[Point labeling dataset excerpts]
__________

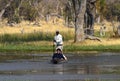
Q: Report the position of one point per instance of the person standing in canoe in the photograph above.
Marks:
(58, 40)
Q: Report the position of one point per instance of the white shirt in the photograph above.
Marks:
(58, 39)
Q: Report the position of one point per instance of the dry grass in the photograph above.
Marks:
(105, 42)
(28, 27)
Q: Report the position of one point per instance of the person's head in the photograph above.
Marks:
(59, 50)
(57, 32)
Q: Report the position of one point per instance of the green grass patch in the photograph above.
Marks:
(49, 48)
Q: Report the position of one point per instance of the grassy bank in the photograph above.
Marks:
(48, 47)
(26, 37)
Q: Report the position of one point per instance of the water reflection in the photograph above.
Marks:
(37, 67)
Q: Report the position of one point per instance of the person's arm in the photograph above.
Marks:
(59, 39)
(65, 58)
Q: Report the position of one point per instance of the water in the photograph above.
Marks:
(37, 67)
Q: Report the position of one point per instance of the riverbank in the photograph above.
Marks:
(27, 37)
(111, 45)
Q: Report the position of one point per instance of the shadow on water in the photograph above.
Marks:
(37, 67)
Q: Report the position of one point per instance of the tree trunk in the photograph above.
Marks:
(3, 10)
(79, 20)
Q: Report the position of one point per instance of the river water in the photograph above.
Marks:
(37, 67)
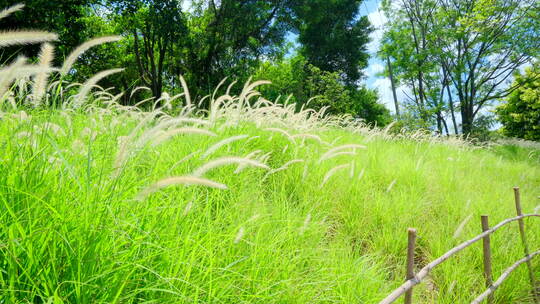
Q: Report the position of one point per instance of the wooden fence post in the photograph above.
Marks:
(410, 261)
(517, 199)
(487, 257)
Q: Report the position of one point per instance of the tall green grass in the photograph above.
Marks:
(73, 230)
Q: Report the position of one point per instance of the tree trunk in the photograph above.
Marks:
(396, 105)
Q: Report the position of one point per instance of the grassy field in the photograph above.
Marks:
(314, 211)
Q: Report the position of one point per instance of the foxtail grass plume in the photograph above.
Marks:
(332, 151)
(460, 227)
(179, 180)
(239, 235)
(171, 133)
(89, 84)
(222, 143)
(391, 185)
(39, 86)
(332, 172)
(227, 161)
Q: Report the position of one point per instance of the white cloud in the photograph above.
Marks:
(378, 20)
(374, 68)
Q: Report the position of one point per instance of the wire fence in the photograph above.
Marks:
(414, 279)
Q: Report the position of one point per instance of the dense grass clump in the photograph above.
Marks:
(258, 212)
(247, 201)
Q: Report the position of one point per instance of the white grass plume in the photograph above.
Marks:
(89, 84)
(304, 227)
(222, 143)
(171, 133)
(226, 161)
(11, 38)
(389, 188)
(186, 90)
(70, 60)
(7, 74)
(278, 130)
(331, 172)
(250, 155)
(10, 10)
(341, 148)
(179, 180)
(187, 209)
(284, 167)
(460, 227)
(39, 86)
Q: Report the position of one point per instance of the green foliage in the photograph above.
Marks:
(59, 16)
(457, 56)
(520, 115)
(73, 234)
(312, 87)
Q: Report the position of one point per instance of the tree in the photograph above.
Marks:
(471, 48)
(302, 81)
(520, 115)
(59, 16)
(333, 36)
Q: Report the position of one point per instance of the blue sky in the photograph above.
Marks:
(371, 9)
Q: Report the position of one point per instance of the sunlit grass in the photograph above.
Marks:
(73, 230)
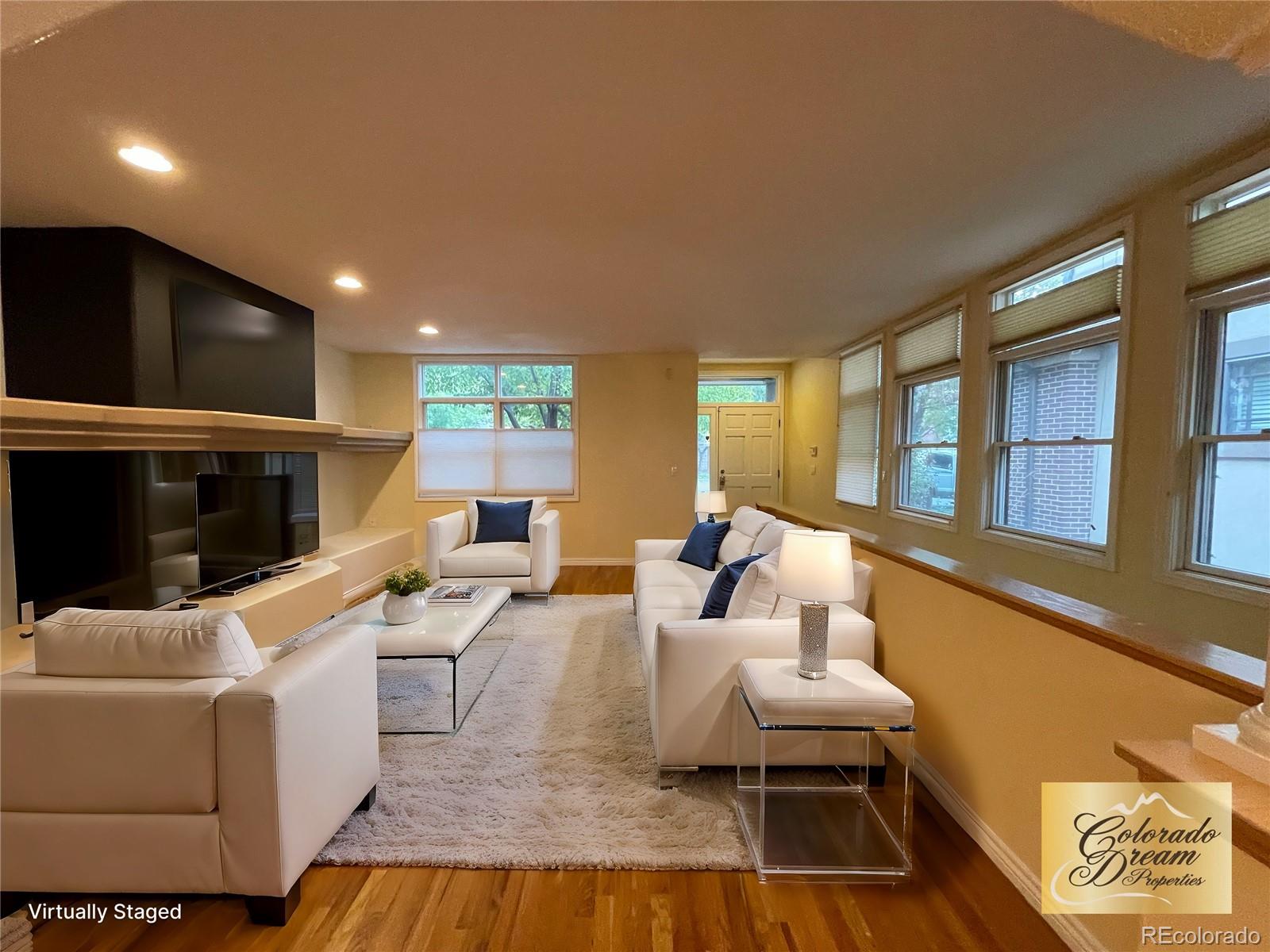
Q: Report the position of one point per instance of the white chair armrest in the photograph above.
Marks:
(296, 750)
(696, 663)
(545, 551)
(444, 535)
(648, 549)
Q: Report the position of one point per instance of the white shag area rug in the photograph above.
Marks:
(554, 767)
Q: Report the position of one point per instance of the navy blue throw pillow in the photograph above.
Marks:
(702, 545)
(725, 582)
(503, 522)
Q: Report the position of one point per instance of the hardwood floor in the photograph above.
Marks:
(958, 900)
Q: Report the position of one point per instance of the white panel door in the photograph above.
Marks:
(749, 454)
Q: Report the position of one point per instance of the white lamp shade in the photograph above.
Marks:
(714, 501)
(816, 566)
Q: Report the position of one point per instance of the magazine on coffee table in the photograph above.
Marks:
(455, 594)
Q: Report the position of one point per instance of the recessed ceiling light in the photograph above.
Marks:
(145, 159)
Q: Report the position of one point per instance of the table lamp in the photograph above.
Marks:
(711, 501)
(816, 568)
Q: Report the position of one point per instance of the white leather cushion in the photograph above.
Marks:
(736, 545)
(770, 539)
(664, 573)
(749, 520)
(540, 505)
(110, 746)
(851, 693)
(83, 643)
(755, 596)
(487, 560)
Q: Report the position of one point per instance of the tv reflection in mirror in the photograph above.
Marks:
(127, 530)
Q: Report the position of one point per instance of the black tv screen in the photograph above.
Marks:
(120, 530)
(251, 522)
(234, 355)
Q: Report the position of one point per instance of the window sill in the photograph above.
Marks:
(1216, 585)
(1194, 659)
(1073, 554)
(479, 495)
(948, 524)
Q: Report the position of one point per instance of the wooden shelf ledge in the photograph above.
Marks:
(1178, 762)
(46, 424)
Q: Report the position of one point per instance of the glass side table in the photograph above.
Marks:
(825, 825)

__________

» Directions for this task: Leave out the pictures and output the rest of the material exactly as written.

» Written answer:
Q: Report the position of one point per instance of the person standing in canoe in the photograph above.
Marks:
(58, 40)
Q: Report the position of one point per instance of the white shirt in the photograph above.
Marks:
(58, 39)
Q: Report the position of one point per instance of the dry grass in the photograph above.
Marks:
(105, 42)
(28, 27)
Q: Report the position of one point per instance of the person's head in the photograph above.
Marks:
(59, 50)
(57, 32)
Q: Report the position of one point per instance of the green grass patch in the photograph above.
Marks:
(49, 48)
Q: Report the position of one point per instance of the grassy bank in the photograph above.
Marks:
(48, 47)
(26, 37)
Q: Report the position of one point per instance of the water reflection in the photograph above.
Marks:
(37, 67)
Q: Report the position of one point per instance of the person's arm in the photograph above.
Marks:
(59, 39)
(65, 58)
Q: Report the position of one point per instance of the water in the photograph above.
Marks:
(37, 67)
Q: Report the position of one point per instance of the riverbank in the photograph above.
Marks:
(27, 37)
(111, 45)
Q: Report the position of one point per instance of the shadow on water in the photograph above.
Marks:
(37, 67)
Q: Report the position of one point per instance of the tree trunk in the photograph above.
Marks:
(3, 10)
(79, 20)
Q: Report the position of one point per instance of the river water in the photograph above.
Marks:
(37, 67)
Q: Report the position of one point per instance of the wooden fence post in the photograph above.
Marks:
(410, 261)
(517, 199)
(487, 257)
Q: Report the position of one point per instance of the tall green grass in the photograph above.
Marks:
(73, 230)
Q: Report the position of one point per instance of the tree trunk in the photograph above.
Marks:
(396, 105)
Q: Report the position of one point per instance of the grassy field in the photograph above.
Marks:
(314, 211)
Q: Report the position of one point per instance of the foxtail grass plume in the photograph above.
Marks:
(332, 151)
(460, 227)
(179, 180)
(239, 235)
(171, 133)
(89, 84)
(222, 143)
(391, 185)
(39, 86)
(332, 172)
(227, 161)
Q: Report the position of one point per instance of the white cloud in the photograph above.
Marks:
(378, 20)
(374, 68)
Q: Report the position of one point per instance of the wire fence in the photograph above.
Marks:
(414, 279)
Q: Report the position of one point per instance of the dense grass clump in the photograph above.
Marks:
(258, 212)
(247, 201)
Q: Report the position of one point per instance of the white grass plume in the photograph above.
Marks:
(89, 84)
(304, 227)
(222, 143)
(171, 133)
(226, 161)
(11, 38)
(389, 188)
(186, 90)
(70, 60)
(7, 74)
(278, 130)
(331, 172)
(250, 155)
(10, 10)
(341, 148)
(179, 180)
(187, 209)
(284, 167)
(460, 227)
(39, 86)
Q: Report the position of one point per instance of the green foliage in the photograph above.
Marks:
(59, 16)
(457, 56)
(520, 115)
(73, 234)
(312, 87)
Q: Report the position of one point per instance of the tree in the photograph above.
Marks:
(471, 48)
(302, 81)
(520, 115)
(59, 16)
(333, 36)
Q: Report the position of one point per instance of the blue sky in the photograph above.
Marks:
(371, 9)
Q: Report the position of one point per instance of the sunlit grass in the photograph above.
Marks:
(73, 230)
Q: Report the position of one point per instance of the white chair armrest in the photograph above.
Marks:
(296, 750)
(696, 663)
(545, 551)
(444, 535)
(648, 549)
Q: Report the position of one point per instance of the white shag area rug in the photograph above.
Marks:
(554, 767)
Q: Report the position of one point per instance of the navy blue throw pillow in the photograph above.
Marks:
(702, 545)
(725, 582)
(503, 522)
Q: Report the position of one point per instance of the hardwood floor in the photograph above.
Marks:
(958, 900)
Q: Report the position of one point per instance of the white panel door in the photograph above.
Marks:
(749, 454)
Q: Report the position of one point per instance of the white lamp shade in the photograph above.
Marks:
(714, 501)
(816, 566)
Q: Report the position of one point per instance of the magazine on coffee table in the photograph above.
Marks:
(455, 594)
Q: Report the position of one point per instance of the recessed ceiling light in the photograph above.
Marks:
(145, 159)
Q: Report the position of one point per instance of the table lamp in the photograph above.
Marks:
(711, 501)
(816, 568)
Q: Report the position of one point per instance of the white leather cushion in the photograph above.
Marks:
(736, 545)
(770, 539)
(664, 573)
(749, 520)
(540, 505)
(110, 746)
(851, 693)
(83, 643)
(755, 596)
(487, 560)
Q: Report the position of one point per instance of the tv reflection in mirror in the photograph above.
Marks:
(127, 530)
Q: Report the position of one point per instance of the black tv screen in the photograph above.
Marks:
(120, 530)
(251, 522)
(234, 355)
Q: Report the position of one point per instance of the window sill in the photograph above.
Marks:
(1216, 585)
(1194, 659)
(1073, 554)
(479, 495)
(948, 524)
Q: Report the position of one point per instance of the wooden shelf ledge in the photograph above.
Marks:
(1178, 762)
(46, 424)
Q: Report the position of one point per instance of the glass side table in the photograph above.
Marks:
(825, 825)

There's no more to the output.